Recorded data
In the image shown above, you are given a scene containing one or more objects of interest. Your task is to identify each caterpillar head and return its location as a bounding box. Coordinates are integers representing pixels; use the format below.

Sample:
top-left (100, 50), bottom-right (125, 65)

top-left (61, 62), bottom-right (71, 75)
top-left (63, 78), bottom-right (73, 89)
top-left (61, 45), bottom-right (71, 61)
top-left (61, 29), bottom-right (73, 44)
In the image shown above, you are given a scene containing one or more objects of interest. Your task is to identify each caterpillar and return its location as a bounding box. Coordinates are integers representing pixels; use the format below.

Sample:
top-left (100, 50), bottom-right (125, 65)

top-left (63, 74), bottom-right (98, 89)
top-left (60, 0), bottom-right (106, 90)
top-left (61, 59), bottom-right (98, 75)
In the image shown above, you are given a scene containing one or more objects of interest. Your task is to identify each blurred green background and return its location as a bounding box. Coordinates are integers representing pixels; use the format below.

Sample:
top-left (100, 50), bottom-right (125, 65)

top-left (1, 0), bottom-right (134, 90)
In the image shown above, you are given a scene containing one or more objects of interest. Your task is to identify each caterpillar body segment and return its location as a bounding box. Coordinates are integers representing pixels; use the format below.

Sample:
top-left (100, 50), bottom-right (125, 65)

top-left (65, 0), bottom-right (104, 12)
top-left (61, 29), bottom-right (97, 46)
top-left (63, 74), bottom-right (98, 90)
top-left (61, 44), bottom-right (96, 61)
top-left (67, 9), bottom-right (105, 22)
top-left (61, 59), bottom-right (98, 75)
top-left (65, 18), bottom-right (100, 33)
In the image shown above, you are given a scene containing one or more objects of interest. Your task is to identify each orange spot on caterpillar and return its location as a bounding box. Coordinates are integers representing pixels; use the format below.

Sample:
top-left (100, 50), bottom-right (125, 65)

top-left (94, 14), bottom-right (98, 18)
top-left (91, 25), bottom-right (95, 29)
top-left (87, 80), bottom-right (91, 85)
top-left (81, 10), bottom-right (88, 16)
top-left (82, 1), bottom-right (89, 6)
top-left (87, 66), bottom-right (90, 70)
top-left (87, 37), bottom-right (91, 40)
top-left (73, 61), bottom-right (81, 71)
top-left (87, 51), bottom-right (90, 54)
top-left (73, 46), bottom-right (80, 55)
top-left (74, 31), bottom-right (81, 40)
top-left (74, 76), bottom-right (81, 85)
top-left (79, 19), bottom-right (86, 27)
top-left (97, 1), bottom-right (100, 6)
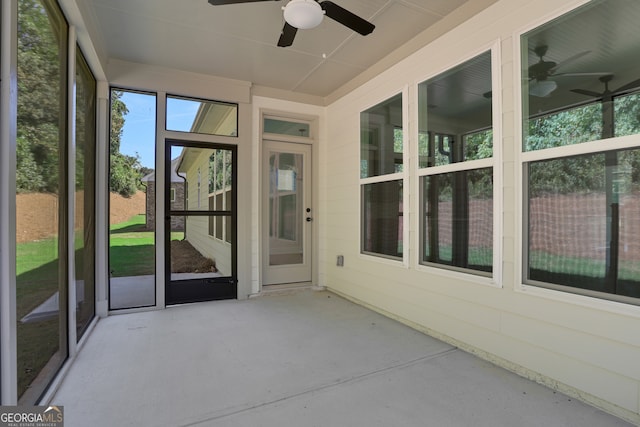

§ Aim: Rewrite everything in the listing from the line containing "identify each blurred" down to the line containing "top-left (65, 18), bottom-right (100, 33)", replacing "bounding box" with "rectangular region" and leaving all else unchanged.

§ Final result:
In the image shown above, you are given a scene containing one or more objects of interest. Your task is to identify each blurred green background and return its location as a rectangular region. Coordinates are integers representing pixels; use the format below.

Sample:
top-left (100, 50), bottom-right (125, 65)

top-left (1, 0), bottom-right (134, 90)
In the image shown above, you are given a scene containing one or more objects of interest. Your task is to identify each caterpillar body segment and return its location as a rectangular region. Coordinates are integers representing pixels; use the format below.

Sample:
top-left (100, 50), bottom-right (125, 65)

top-left (65, 0), bottom-right (104, 12)
top-left (61, 29), bottom-right (97, 46)
top-left (63, 74), bottom-right (98, 90)
top-left (61, 44), bottom-right (96, 61)
top-left (67, 9), bottom-right (105, 22)
top-left (61, 59), bottom-right (98, 75)
top-left (65, 18), bottom-right (100, 33)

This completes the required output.